Saved entries:
--------

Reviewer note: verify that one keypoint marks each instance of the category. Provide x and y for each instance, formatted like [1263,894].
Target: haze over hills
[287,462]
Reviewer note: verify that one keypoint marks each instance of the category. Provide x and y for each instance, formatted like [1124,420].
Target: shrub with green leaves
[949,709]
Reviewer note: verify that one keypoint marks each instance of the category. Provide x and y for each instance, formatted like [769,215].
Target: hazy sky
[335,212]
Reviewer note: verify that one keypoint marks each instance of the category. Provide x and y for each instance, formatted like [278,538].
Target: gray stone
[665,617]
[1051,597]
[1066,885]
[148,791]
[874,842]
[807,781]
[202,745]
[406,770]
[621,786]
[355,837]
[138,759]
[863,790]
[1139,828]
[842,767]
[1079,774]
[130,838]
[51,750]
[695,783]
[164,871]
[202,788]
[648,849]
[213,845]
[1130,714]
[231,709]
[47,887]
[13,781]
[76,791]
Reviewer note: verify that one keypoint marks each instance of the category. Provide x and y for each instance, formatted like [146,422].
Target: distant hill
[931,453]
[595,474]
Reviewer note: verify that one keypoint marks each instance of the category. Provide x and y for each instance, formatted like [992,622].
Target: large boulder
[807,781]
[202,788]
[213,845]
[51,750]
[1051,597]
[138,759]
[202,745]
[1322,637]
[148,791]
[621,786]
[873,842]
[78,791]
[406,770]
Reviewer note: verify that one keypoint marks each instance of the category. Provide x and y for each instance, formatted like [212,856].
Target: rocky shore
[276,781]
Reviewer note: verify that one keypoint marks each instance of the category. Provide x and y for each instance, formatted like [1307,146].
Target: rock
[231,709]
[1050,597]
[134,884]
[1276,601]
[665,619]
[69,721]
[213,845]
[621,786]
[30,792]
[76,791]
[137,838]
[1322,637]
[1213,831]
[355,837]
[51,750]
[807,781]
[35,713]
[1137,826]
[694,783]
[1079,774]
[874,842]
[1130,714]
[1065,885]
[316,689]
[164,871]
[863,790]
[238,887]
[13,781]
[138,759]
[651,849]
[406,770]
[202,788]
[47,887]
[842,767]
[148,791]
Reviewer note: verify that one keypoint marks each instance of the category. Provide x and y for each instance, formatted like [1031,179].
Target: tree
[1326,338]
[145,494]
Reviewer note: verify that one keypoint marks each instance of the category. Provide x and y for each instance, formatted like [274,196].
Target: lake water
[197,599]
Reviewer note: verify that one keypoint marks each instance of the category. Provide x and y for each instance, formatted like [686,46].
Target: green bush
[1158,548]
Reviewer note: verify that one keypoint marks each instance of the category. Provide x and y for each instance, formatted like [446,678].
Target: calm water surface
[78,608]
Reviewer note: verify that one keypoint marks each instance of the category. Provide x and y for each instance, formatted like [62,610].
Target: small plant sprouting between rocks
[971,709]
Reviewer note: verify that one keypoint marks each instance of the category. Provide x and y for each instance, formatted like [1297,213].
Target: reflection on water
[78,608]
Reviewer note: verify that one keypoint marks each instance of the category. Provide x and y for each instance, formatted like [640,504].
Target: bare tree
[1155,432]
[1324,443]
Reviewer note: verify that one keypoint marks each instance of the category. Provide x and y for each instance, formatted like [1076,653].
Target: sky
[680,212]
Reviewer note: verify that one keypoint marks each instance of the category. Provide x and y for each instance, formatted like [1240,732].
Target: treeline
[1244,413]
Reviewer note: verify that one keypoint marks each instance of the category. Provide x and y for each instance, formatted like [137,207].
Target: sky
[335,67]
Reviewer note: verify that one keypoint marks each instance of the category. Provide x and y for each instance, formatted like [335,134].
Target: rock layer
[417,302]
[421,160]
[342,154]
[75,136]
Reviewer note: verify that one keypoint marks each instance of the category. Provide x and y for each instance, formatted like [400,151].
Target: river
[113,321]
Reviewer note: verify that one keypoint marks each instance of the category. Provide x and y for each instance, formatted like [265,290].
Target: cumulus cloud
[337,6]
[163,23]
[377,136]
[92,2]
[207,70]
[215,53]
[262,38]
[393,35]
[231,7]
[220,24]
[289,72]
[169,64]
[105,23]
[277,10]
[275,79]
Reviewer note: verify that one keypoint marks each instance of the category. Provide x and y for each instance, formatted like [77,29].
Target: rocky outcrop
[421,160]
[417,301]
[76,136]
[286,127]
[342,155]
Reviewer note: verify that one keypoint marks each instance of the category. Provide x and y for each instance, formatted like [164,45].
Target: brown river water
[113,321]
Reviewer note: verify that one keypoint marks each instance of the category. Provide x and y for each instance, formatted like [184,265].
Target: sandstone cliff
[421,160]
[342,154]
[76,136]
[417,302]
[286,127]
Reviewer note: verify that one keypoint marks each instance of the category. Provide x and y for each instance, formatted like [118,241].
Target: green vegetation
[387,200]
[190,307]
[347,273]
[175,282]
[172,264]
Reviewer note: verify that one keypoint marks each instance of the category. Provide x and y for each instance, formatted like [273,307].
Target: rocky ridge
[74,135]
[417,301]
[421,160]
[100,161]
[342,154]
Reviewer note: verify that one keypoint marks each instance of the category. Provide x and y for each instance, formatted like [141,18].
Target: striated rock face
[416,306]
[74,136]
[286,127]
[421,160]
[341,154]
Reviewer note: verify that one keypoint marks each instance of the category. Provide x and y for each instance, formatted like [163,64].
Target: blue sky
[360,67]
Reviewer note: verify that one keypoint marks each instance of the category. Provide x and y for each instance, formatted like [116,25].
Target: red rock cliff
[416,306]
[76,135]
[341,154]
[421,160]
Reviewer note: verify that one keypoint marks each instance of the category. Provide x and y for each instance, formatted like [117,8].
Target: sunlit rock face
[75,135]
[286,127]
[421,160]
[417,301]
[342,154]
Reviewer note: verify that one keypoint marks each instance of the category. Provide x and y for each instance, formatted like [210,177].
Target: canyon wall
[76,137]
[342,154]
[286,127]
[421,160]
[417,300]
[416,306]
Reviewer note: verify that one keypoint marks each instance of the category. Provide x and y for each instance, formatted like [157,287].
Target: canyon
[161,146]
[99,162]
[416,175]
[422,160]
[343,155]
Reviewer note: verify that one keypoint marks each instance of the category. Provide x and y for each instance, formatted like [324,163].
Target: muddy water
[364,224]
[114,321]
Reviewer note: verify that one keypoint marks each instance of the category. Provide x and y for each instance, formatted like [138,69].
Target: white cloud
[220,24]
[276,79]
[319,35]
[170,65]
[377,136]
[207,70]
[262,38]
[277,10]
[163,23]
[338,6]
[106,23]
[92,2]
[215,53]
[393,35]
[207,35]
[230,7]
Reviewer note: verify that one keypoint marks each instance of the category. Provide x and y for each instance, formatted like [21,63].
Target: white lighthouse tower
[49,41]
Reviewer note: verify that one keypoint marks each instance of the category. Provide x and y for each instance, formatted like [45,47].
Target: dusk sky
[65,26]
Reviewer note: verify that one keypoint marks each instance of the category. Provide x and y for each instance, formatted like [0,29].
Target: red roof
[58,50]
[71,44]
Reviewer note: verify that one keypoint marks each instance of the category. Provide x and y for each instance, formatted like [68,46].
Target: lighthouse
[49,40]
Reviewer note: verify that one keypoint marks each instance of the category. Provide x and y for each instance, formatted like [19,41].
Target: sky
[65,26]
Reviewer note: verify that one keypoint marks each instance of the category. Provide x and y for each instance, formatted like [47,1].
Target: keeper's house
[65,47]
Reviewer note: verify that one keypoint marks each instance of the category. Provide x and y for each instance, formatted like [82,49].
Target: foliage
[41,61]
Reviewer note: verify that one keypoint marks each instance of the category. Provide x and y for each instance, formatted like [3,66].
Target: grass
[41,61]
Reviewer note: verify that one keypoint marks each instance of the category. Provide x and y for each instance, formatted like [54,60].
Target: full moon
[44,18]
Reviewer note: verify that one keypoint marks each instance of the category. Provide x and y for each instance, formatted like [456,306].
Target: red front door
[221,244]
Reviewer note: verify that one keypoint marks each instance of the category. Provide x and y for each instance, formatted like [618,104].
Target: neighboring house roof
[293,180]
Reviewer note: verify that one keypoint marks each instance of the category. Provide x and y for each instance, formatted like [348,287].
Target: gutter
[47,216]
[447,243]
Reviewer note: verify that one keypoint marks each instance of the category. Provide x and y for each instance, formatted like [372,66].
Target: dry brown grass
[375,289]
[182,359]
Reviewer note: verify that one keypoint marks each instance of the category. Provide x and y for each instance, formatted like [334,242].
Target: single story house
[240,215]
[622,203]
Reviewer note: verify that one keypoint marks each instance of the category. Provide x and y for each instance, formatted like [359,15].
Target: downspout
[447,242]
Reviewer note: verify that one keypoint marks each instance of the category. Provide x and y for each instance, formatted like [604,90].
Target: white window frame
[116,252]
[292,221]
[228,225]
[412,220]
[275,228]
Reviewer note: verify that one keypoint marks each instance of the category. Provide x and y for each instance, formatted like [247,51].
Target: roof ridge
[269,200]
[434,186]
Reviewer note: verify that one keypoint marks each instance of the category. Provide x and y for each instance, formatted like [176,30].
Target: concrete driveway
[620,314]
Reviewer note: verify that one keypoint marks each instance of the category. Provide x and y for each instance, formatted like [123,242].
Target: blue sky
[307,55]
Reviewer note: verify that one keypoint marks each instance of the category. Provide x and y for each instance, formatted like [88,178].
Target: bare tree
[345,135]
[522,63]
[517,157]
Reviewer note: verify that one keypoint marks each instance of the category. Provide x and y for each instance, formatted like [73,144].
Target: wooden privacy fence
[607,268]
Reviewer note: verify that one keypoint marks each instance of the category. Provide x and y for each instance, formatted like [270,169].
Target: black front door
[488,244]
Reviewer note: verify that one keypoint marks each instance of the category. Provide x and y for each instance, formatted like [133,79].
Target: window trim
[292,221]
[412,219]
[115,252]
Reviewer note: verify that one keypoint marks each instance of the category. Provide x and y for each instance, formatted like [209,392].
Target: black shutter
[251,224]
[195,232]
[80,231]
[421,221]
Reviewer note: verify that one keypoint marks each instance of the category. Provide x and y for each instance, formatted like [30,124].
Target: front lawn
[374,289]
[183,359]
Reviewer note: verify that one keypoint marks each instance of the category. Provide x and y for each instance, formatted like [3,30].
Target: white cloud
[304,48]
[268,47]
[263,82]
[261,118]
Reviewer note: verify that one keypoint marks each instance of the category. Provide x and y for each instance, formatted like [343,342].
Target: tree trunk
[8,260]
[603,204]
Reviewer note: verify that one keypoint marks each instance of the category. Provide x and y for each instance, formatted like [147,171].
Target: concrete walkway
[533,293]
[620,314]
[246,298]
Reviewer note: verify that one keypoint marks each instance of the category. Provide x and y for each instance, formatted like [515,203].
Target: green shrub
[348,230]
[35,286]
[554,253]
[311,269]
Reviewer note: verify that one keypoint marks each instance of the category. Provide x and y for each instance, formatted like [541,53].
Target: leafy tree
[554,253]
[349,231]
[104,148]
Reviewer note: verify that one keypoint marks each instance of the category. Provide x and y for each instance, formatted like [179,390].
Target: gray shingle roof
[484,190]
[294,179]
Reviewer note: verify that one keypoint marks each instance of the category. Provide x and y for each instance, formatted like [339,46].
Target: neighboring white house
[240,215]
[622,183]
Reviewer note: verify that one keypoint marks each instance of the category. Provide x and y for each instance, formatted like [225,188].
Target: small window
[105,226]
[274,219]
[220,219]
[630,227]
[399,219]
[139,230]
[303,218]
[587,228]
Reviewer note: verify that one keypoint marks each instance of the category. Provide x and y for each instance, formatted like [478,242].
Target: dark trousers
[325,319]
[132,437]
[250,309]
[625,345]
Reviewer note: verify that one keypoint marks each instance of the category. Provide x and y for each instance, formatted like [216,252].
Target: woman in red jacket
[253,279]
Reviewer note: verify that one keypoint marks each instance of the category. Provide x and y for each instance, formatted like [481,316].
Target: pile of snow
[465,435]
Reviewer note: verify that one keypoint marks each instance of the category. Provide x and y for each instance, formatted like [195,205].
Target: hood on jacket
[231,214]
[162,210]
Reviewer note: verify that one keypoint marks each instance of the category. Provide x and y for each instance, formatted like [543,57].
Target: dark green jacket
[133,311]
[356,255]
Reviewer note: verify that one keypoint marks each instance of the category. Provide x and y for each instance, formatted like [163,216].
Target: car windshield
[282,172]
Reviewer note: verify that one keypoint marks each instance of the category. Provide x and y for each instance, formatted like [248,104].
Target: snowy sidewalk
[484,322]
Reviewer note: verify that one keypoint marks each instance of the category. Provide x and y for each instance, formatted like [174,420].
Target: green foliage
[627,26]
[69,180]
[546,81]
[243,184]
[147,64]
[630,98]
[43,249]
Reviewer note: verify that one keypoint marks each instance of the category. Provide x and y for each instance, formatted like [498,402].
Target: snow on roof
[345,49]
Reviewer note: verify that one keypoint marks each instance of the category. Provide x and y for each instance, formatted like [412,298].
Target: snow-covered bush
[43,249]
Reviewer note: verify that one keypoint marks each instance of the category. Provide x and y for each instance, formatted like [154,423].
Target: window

--------

Print exactly the lines above, between the one holding "Target: red rock cliff" and the one holding "formatted like [138,69].", inclusive, and nothing besides.

**Result**
Target: red rock cliff
[416,306]
[76,135]
[341,154]
[421,160]
Reviewer note: verify that one keypoint marks each instance of the category. Provide x and y for each instance, formatted like [117,8].
Target: sunlit rock face
[75,135]
[286,127]
[421,160]
[417,301]
[342,154]
Reviewer note: verify that one keypoint marks each instance of the category. Provide x and y for each instance, formatted like [210,177].
Target: canyon wall
[76,137]
[342,154]
[286,127]
[421,160]
[417,300]
[416,306]
Reviewer note: verify that one keypoint marks each instance of the category. Provide x and y for each instance, formatted like [157,287].
Target: canyon
[161,146]
[99,162]
[416,175]
[422,160]
[343,155]
Reviewer note: verify that one keypoint marks each instance of the category. Provide x and y for each instance, formatted like [324,163].
Target: muddy water
[364,224]
[114,321]
Reviewer note: verify that one keypoint marks each instance of the category. Provide x and y for each instance, formatted like [138,69].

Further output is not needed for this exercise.